| Exercise aim |
Exact repetition of the data below is required.

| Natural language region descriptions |
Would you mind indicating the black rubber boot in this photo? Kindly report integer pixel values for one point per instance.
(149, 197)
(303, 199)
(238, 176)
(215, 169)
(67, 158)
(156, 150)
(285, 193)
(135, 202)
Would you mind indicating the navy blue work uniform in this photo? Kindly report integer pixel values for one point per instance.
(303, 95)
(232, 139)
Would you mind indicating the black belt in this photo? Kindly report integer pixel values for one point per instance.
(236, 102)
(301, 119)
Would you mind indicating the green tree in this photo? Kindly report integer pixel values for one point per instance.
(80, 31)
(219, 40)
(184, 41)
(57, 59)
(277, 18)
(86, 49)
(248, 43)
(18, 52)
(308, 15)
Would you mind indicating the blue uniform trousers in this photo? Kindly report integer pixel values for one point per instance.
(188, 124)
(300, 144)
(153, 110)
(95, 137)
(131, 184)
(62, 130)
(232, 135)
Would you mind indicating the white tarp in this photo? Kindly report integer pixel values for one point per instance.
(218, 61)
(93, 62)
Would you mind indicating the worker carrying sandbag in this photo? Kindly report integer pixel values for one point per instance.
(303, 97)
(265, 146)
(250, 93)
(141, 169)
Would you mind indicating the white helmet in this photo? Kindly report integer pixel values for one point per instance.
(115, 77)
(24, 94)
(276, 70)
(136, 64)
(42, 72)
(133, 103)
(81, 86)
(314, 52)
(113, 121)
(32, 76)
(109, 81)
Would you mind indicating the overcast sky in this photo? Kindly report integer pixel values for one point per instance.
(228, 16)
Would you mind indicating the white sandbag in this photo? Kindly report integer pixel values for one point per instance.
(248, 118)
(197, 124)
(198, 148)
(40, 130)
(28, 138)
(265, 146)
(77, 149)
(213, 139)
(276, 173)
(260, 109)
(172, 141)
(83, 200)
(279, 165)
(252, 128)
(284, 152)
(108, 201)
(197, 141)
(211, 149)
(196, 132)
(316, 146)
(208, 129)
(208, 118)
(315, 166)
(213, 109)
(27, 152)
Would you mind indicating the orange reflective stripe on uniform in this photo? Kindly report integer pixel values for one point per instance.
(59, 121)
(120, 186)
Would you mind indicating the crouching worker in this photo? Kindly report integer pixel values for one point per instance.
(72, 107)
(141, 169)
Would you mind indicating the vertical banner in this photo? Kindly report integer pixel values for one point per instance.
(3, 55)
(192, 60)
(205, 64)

| Result |
Would you mind indicating the black rubber boot in this photo? Kindly report integer pixel values for one point per instance.
(149, 197)
(303, 199)
(238, 176)
(215, 169)
(67, 158)
(156, 150)
(285, 193)
(135, 202)
Would you mind indicating the navy blue work uniform in this photo? Kindly report integer pixel values for one point per instance.
(303, 95)
(232, 139)
Would you mind indicating the black belt in this photo? Kindly report integer pixel values for one point per instance.
(236, 102)
(301, 119)
Would you mind indicating the green tree in this photo? Kindly report integer pixel values for one point per instance.
(80, 31)
(219, 40)
(184, 41)
(57, 59)
(277, 18)
(86, 49)
(248, 43)
(18, 52)
(308, 15)
Would you mind indicating the blue uniform trousers in this photo? Kindly report integer pixel values for one point per instance.
(188, 124)
(300, 144)
(153, 110)
(95, 137)
(131, 184)
(62, 130)
(232, 135)
Would you mind indicating the white tarp in this photo? Kindly report integer pixel values for one point per instance.
(218, 61)
(93, 62)
Would you mind indicating the worker carrying sandbag in this photo? Kindly report integer pixel values for one point per instance.
(303, 97)
(265, 146)
(250, 93)
(141, 169)
Would you mind indicating the white helmet in this photo? Kindly report integer pixel values for one point per instance.
(115, 77)
(24, 94)
(276, 70)
(136, 64)
(42, 72)
(133, 103)
(81, 86)
(314, 52)
(113, 121)
(32, 76)
(109, 81)
Would you mind indicating the overcast sky in this photo? Kindly report integer pixel values for one point per instance.
(228, 16)
Would you mind indicating the white sandbag in this photo? Kindly report integer pixel values for one point per instance.
(248, 118)
(197, 124)
(198, 148)
(40, 130)
(28, 138)
(265, 146)
(77, 149)
(213, 139)
(276, 173)
(260, 109)
(172, 141)
(83, 200)
(279, 165)
(252, 128)
(284, 152)
(108, 201)
(197, 141)
(211, 149)
(196, 132)
(316, 146)
(208, 129)
(208, 118)
(315, 166)
(213, 109)
(27, 152)
Would you mind indicating the orange reflective stripe on uniform in this photo? Kindly report integer pixel values for one point per instance.
(59, 121)
(120, 186)
Would you mind indicating the crouching worker in this photo? Kindly report integer pixel values for one point per instance.
(72, 107)
(141, 169)
Would you mind indicating the vertical banner in this photo? Kindly report integer pixel values for one point per instance.
(3, 55)
(192, 60)
(205, 64)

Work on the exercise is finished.